(Provided records)

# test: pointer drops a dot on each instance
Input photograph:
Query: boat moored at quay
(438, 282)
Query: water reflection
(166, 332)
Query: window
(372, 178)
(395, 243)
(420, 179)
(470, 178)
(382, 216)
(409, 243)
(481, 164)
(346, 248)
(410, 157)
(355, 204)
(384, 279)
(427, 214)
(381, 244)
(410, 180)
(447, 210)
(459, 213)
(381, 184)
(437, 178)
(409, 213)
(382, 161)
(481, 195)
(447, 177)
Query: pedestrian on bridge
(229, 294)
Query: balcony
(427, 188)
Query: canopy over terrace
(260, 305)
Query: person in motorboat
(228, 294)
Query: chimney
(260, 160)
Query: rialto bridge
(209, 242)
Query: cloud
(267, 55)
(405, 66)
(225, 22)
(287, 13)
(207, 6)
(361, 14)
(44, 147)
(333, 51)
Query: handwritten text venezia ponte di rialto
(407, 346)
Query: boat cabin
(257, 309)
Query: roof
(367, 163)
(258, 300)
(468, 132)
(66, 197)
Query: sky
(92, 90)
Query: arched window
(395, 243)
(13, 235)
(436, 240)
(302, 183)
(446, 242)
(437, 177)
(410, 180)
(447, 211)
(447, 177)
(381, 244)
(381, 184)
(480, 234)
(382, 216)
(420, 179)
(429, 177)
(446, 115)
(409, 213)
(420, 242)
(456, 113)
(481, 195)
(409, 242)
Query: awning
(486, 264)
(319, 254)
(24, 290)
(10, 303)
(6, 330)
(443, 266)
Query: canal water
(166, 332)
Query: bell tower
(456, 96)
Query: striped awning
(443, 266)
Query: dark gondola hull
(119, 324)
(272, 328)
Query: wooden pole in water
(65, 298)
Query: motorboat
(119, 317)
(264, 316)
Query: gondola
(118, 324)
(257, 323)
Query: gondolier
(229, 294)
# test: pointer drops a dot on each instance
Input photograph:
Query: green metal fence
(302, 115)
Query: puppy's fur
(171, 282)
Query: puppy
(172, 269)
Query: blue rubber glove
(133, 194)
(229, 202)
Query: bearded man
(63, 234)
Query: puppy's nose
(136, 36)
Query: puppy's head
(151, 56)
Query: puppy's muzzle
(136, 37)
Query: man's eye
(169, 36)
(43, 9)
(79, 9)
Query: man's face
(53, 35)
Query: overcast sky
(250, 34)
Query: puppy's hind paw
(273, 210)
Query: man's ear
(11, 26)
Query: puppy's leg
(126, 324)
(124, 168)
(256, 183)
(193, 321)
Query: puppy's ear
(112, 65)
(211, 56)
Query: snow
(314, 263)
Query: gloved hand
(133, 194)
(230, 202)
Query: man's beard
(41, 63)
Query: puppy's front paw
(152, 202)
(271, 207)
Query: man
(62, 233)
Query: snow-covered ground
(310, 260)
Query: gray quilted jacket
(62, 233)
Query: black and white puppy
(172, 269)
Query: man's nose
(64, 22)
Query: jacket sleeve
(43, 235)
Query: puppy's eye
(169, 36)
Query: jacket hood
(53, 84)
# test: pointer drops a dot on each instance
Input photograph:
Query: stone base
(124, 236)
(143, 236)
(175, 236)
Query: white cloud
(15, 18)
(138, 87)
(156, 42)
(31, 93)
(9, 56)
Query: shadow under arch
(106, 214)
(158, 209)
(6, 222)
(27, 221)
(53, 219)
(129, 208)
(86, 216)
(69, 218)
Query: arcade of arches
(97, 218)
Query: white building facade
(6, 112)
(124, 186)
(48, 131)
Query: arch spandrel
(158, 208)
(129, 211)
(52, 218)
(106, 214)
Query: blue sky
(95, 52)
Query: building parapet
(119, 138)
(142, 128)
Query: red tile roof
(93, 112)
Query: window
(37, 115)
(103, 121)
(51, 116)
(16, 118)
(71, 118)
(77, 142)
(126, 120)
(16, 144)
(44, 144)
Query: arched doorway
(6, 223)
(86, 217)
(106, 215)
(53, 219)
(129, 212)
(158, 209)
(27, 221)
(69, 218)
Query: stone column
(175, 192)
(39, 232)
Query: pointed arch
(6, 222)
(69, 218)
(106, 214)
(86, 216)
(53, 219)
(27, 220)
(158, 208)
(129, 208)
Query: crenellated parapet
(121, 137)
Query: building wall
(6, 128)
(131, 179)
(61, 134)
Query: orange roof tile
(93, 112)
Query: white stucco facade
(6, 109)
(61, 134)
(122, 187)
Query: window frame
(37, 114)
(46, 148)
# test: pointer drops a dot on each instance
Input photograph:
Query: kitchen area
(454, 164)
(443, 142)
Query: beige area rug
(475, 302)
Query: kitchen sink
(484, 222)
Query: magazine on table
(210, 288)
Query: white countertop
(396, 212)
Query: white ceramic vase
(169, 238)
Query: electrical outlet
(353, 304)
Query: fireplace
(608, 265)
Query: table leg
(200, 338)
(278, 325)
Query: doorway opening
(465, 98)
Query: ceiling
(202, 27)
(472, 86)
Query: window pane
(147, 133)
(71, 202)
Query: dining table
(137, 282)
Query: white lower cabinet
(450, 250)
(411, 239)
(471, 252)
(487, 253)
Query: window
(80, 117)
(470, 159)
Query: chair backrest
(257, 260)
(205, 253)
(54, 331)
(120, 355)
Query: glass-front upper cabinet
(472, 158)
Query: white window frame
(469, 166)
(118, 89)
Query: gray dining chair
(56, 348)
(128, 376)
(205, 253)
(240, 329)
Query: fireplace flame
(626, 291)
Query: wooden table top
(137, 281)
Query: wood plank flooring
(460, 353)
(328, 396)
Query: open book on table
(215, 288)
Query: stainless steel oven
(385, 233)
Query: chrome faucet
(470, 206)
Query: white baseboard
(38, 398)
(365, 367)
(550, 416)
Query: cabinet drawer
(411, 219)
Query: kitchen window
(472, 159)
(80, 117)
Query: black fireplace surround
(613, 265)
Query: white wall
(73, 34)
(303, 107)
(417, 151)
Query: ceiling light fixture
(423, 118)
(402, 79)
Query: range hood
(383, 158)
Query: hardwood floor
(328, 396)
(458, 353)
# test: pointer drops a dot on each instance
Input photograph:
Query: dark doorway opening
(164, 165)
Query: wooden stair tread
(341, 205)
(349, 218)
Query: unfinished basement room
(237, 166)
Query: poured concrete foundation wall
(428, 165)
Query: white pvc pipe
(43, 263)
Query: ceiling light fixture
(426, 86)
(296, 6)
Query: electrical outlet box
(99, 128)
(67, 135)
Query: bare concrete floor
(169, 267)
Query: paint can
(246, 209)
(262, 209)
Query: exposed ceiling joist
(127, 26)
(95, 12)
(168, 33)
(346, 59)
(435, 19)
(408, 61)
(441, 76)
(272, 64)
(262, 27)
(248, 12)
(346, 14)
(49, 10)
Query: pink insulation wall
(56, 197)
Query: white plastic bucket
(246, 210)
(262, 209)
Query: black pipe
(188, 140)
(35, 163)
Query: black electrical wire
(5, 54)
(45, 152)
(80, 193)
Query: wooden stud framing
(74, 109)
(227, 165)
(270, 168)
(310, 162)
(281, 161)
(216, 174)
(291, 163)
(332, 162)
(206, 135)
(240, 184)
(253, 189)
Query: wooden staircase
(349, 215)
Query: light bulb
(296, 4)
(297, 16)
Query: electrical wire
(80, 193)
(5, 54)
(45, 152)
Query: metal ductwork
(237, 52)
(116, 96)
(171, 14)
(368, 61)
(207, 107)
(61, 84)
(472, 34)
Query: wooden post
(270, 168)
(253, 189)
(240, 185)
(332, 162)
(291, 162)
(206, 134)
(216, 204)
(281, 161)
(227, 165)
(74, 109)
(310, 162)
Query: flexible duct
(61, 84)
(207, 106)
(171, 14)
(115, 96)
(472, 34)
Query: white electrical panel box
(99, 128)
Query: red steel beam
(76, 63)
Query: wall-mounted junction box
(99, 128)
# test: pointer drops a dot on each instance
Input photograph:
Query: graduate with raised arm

(End Provided records)
(Provided records)

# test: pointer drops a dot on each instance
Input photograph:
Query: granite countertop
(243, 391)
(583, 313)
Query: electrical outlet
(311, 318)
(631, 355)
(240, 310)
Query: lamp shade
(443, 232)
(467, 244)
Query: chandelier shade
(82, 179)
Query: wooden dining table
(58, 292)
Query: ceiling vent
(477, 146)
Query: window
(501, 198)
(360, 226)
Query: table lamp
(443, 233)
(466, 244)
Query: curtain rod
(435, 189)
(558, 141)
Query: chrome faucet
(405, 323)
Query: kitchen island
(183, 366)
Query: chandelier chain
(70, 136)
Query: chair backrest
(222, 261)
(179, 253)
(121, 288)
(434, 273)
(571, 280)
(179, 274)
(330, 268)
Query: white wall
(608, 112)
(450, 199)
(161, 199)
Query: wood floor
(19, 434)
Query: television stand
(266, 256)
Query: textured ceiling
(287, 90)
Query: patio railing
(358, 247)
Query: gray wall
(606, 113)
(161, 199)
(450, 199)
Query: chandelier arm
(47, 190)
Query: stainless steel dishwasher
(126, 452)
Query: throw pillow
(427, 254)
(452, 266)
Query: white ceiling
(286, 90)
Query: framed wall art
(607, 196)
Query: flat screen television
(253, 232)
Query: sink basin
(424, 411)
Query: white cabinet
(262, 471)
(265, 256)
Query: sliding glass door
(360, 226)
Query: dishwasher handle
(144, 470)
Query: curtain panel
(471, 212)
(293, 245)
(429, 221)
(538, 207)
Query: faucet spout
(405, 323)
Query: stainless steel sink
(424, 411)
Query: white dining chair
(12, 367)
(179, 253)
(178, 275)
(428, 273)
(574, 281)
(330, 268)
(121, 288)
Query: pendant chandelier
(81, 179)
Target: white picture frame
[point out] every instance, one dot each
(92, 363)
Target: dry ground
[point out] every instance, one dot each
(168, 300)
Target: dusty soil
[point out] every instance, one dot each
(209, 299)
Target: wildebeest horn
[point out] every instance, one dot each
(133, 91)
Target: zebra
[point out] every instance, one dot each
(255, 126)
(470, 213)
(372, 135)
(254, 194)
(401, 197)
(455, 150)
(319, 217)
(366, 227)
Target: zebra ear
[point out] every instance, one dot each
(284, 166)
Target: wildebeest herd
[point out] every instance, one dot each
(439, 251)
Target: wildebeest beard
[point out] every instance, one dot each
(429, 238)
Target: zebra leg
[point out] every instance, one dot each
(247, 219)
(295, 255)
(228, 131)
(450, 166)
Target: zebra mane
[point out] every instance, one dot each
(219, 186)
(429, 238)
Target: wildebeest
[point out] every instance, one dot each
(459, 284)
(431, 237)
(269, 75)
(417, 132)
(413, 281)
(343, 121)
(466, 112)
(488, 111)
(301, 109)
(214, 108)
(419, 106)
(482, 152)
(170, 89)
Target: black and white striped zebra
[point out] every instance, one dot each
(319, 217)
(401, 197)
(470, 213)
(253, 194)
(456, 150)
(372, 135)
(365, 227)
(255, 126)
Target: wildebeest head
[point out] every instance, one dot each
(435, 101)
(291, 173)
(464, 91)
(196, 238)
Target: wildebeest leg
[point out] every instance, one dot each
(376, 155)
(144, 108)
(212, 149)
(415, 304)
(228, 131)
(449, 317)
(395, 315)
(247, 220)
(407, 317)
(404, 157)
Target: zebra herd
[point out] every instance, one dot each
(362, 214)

(End Provided records)

_Task statement:_ Produce a word-for-word copy of everything above from the line holding "Query: black electrical wire" down to the line holding "Query: graduate with raised arm", with both of those lines kept.

_Solution for this problem:_
Query: black electrical wire
(5, 54)
(45, 152)
(80, 193)
Query: wooden stud framing
(74, 109)
(227, 165)
(270, 168)
(310, 162)
(281, 161)
(216, 174)
(291, 163)
(332, 162)
(206, 135)
(240, 184)
(253, 189)
Query: wooden staircase
(349, 215)
Query: light bulb
(296, 4)
(297, 16)
Query: electrical wire
(80, 193)
(5, 54)
(45, 152)
Query: metal ductwork
(237, 52)
(116, 96)
(171, 14)
(368, 61)
(207, 107)
(61, 84)
(472, 34)
Query: wooden post
(270, 168)
(253, 189)
(240, 185)
(332, 162)
(291, 162)
(206, 134)
(216, 204)
(281, 161)
(227, 165)
(74, 109)
(310, 162)
Query: flexible duct
(61, 84)
(207, 106)
(171, 14)
(115, 96)
(472, 34)
Query: white electrical panel box
(99, 128)
Query: red steel beam
(76, 63)
Query: wall-mounted junction box
(99, 128)
# test: pointer drops a dot on each instance
Input photograph:
Query: graduate with raised arm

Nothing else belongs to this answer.